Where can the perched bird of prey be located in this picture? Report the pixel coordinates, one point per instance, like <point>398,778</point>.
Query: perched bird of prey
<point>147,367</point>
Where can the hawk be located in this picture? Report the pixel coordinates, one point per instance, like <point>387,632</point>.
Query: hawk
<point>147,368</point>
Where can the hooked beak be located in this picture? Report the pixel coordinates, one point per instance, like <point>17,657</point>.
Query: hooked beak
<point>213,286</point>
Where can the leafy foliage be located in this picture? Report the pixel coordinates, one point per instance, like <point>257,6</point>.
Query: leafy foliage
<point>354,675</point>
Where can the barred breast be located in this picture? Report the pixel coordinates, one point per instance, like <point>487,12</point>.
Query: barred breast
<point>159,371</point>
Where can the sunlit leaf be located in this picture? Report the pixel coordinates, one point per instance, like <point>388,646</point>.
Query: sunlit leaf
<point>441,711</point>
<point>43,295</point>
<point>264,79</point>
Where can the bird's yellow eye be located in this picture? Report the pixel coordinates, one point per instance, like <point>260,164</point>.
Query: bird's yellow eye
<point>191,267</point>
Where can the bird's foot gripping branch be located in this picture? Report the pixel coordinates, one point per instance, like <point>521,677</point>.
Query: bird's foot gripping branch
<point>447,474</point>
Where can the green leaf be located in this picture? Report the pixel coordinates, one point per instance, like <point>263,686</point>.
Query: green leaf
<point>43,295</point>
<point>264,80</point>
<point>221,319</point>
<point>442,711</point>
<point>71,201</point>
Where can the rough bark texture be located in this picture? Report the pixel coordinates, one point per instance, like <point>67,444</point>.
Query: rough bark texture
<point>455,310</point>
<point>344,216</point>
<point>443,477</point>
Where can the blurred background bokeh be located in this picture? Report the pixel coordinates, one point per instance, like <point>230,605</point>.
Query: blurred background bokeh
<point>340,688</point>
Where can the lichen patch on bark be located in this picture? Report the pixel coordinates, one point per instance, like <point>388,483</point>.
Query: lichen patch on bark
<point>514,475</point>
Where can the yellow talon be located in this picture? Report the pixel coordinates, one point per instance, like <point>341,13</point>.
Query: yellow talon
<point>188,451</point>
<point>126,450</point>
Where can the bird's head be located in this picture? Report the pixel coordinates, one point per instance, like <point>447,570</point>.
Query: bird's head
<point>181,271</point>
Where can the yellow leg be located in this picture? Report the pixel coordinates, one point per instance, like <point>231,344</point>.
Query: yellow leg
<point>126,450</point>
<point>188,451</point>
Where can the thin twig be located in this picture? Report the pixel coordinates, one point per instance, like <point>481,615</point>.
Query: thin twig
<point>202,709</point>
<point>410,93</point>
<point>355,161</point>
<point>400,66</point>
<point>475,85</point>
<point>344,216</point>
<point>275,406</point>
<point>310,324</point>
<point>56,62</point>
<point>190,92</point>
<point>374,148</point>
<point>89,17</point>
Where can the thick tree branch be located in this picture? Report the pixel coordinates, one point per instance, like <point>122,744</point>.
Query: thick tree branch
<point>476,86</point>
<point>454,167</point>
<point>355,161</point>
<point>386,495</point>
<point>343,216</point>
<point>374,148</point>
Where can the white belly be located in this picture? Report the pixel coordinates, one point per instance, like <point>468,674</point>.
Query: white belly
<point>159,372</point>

---------------

Stated goal
Rewrite the listing so that every "located" becomes "found", keeping everything else the same.

Problem solution
Where can the perched bird of prey be found in this picture? Report the pixel coordinates, one point per instance, like <point>398,778</point>.
Query: perched bird of prey
<point>147,367</point>
Where can the hawk be found in this picture? Report the pixel coordinates, one point per instance, like <point>387,632</point>.
Query: hawk
<point>147,368</point>
Where can the hooked beak be found in this picture? Report the pixel coordinates, one point per instance, like <point>17,657</point>.
Query: hooked beak
<point>213,286</point>
Where can the leafy foliage be found in this picture? Report the pixel coordinates, one point per instance, like <point>257,6</point>.
Query: leafy foliage
<point>354,675</point>
Where can the barred breast be found in this picture? Report the pixel coordinates, one point per instance, like <point>487,12</point>.
Query: barred breast
<point>159,371</point>
Where can the sunlit leaf be found in this picture? Report the pixel coordinates, one point per instance, like <point>388,646</point>.
Query: sunlit leaf
<point>441,711</point>
<point>43,295</point>
<point>264,79</point>
Where can the bird's yellow eye be found in this picture? Report the pixel coordinates, one point per instance, like <point>260,164</point>.
Query: bird's yellow eye
<point>191,267</point>
Where can the bird's foot gripping branch be found in this picture? Report the pixel coordinates, one point per instance, like <point>521,677</point>.
Query: bird's foot gripping branch
<point>447,474</point>
Where can the green leaf be found in this picture? Report the pixel coordinates, one point per instance, like <point>263,686</point>.
Query: green leaf
<point>43,295</point>
<point>264,80</point>
<point>221,319</point>
<point>442,711</point>
<point>71,201</point>
Where can the rough bark texture be found in this picture? Report the pixel coordinates, one point per instance, like <point>67,444</point>.
Query: rough bark texture
<point>455,310</point>
<point>344,216</point>
<point>443,477</point>
Where can the blurred background bokeh be found in this picture? Report the pixel coordinates, one point per instance, like <point>230,605</point>.
Query: blurred background bokeh
<point>340,688</point>
Where can the lichen patch on bark be found in this picture? Report the pixel coordinates, one point per instance, like <point>388,483</point>.
Query: lichen patch on bark
<point>514,475</point>
Where can the yellow talon be found in this picture? Report the pixel coordinates, one point per instance, like <point>341,13</point>.
Query: yellow talon
<point>188,451</point>
<point>126,450</point>
Where can the bird's head be found in this picture? Report the pixel coordinates, one point per instance, like <point>447,570</point>.
Query: bird's head
<point>181,271</point>
Where can the yellow leg be found in this picture? Report the pixel coordinates, one point per instance, like <point>231,344</point>.
Query: yellow leg
<point>126,450</point>
<point>188,451</point>
Where can the thin twig be found in this picture? Report the pixel coordinates, one point per instance, like <point>481,615</point>.
Query: thin twig
<point>202,709</point>
<point>410,93</point>
<point>355,161</point>
<point>400,66</point>
<point>475,85</point>
<point>344,216</point>
<point>275,406</point>
<point>310,324</point>
<point>56,62</point>
<point>190,92</point>
<point>374,148</point>
<point>89,17</point>
Where can the thick tree branch be found in this picture? Report the pixel coordinates, one point per instance, like <point>122,744</point>.
Query: thick tree branch
<point>476,86</point>
<point>454,167</point>
<point>355,161</point>
<point>386,495</point>
<point>343,216</point>
<point>374,148</point>
Where can the white belly be found in this picture? Report the pixel coordinates, one point per instance, like <point>468,674</point>.
Query: white belly
<point>159,372</point>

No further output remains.